_LIST OF TASKS_:
1/ In the Electoral College blog post, what does America get reminded of every four years?
2/ Pick up the Electoral College blog post after its final sentence and keep writing it.

_EXCERPT PROVIDED_:
###

Tuesday Teabag, November 6, 2012 – The Electoral College

After taking a beating in College football over the weekend (thanks Notre Dame) The Machine is switching gears and putting on its political dunce cap.  Hey, we got to put that Political Science degree to some use.

Anywho, after being relentlessly bombarded with political ads over the past few months (did you know Democrats burn the Flag while aborting babies, and Republicans beat the homeless with Bibles?) it all comes down one night:  Election Night, baby!  Drama, intrigue, Wolf Blitzer!  What could be wrong with that?

A lot, actually.  Every four years, America gets reacquainted with the Electoral College, and reminded that we’re not really a democracy at all.  What is the Electoral College, you ask?  Well, you could log on to facebook and read a thrilling discourse on American politics posted by your friends, your ex, and the creepy people whose friend requests you were afraid not to accept, or you can bypass those losers and come right to The Machine.

The Electoral College is the most irrelevant College in the World, even more so than Bryant and Stratton.  The Electoral College is like the Anniversary BJ, except comes around less frequently, if that’s even possible.

###

Point annotation records
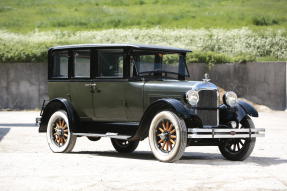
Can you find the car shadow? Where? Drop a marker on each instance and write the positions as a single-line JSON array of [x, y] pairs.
[[3, 132], [18, 125], [190, 158]]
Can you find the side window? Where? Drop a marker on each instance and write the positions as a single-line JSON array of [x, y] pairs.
[[82, 64], [60, 64], [110, 63]]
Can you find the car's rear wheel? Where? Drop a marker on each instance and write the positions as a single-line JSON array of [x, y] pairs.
[[167, 136], [124, 146], [59, 136], [241, 148]]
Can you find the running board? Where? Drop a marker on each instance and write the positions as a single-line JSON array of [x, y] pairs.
[[202, 133], [110, 135]]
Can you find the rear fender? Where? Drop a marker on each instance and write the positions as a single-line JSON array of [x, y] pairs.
[[55, 105]]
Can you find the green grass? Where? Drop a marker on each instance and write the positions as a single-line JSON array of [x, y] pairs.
[[210, 46], [27, 15]]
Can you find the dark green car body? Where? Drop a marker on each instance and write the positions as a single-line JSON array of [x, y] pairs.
[[112, 90]]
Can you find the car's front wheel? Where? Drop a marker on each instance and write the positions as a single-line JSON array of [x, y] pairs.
[[59, 136], [238, 149], [167, 136], [124, 146]]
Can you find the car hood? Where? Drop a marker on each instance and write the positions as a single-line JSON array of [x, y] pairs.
[[176, 86]]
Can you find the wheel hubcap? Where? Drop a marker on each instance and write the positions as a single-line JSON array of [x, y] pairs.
[[60, 132], [166, 136]]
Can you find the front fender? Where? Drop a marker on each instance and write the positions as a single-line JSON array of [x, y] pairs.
[[162, 104], [237, 113]]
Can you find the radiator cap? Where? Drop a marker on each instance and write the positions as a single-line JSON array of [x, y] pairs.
[[206, 78]]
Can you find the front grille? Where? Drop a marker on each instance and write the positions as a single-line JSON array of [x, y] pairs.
[[207, 101]]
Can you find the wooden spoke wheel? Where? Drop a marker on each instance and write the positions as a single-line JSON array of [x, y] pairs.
[[238, 149], [59, 136], [167, 136], [60, 132]]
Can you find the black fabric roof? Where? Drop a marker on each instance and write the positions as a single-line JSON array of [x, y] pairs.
[[136, 46]]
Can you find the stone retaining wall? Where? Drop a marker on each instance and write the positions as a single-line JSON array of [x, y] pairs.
[[24, 85]]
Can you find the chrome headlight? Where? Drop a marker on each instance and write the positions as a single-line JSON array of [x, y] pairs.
[[192, 97], [230, 98]]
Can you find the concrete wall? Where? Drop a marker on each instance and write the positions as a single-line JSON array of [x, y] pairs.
[[24, 85], [262, 83]]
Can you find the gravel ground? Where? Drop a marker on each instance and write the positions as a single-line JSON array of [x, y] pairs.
[[26, 163]]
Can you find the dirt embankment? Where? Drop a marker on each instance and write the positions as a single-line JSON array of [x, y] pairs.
[[259, 108]]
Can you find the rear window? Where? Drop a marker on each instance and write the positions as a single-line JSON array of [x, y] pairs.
[[82, 64], [60, 64], [110, 63]]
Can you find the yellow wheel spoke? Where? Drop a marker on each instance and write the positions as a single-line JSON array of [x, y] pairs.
[[167, 145], [166, 125], [172, 141], [170, 127], [172, 131], [173, 136], [163, 126], [162, 147]]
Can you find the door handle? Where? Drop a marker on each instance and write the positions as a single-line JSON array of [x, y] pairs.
[[91, 85]]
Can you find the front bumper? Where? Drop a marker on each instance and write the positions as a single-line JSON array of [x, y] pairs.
[[211, 133]]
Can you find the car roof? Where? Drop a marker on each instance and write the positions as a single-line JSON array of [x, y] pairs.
[[135, 46]]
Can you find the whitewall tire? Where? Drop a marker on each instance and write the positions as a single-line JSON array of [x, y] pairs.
[[60, 138], [167, 136]]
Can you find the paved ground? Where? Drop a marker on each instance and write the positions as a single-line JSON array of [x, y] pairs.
[[26, 163]]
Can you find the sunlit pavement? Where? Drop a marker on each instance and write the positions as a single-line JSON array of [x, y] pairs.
[[26, 162]]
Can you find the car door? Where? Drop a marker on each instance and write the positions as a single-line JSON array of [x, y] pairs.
[[109, 103], [81, 85]]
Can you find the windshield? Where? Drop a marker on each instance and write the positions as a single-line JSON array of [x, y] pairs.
[[160, 65]]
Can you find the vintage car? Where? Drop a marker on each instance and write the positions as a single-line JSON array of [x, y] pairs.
[[129, 92]]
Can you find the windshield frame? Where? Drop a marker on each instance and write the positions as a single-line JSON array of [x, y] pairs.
[[158, 73]]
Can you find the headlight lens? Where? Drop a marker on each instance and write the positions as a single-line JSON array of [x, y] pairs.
[[192, 97], [230, 98]]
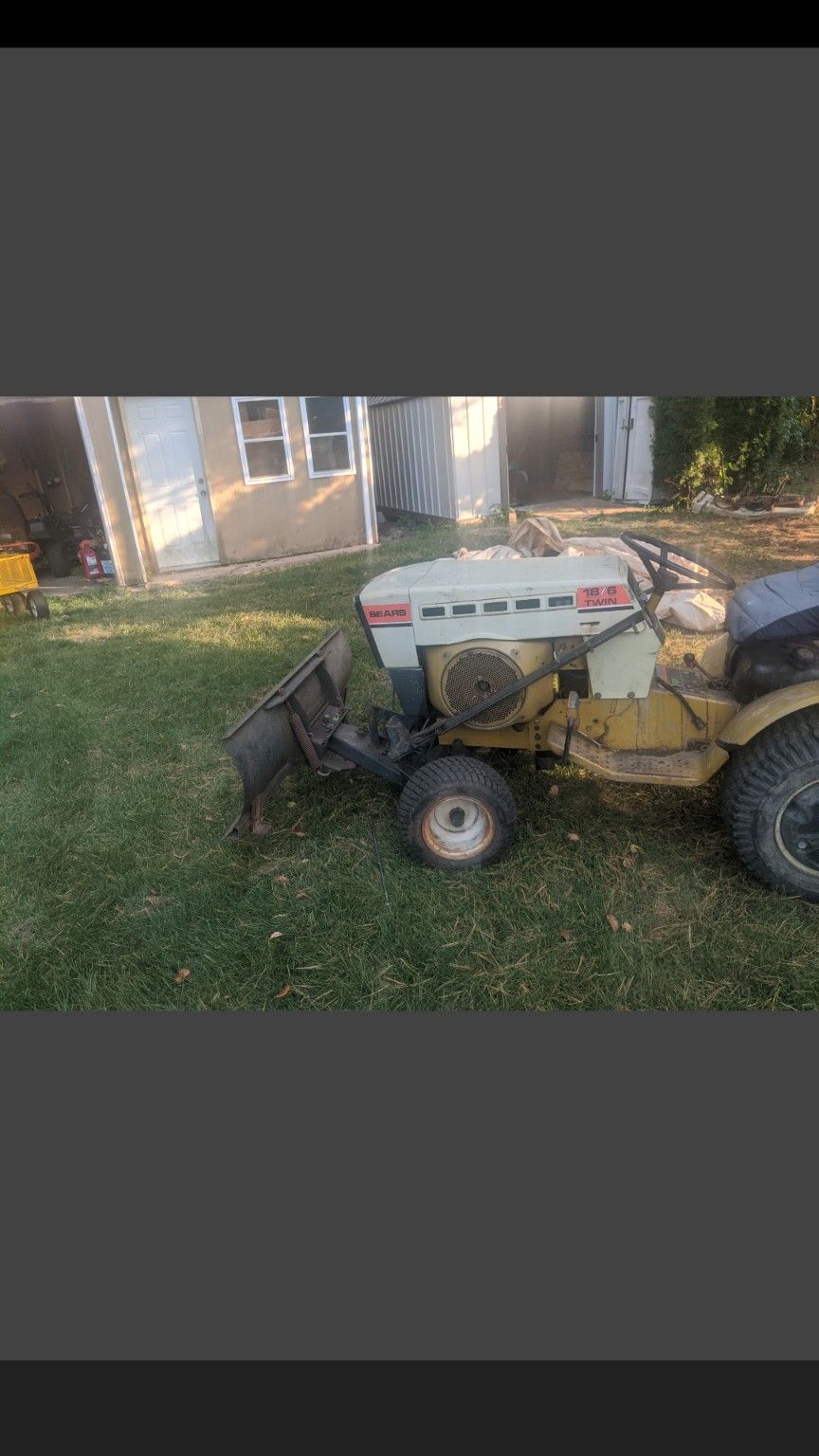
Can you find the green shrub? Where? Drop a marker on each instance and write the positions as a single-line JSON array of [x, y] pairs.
[[730, 442]]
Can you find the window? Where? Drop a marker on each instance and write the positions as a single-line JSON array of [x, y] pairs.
[[261, 427], [328, 436]]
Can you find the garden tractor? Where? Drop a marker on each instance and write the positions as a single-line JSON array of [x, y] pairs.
[[558, 657]]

###

_RESULTS OF THE TASKS_:
1/ That we're not really a democracy at all.

2/
Truth is, no one knows what the Electoral College actually is, not even the freaks on facebook.  Wikipedia tells you it’s designed to protect the rights of smaller states, however the smaller states have fewer electoral college votes, so how are they really protected?  Anyone catch that Presidential speech in Bismark?  No?  That’s because no one gives a shit about their 3 Electoral College votes.  And if there was no Electoral College…we still wouldn’t give a shit about North Dakota.

The Electoral College—unlike the Anniversary BJ—serves no good purpose.  Underscoring that is the fact that you never hear from the Electoral College.  Pull back the curtain and let us know what you’re all about.  Show us why you’re important and necessary to our presidential elections.  Instead, we get silence, and The Machine does not like people who won’t defend their honor.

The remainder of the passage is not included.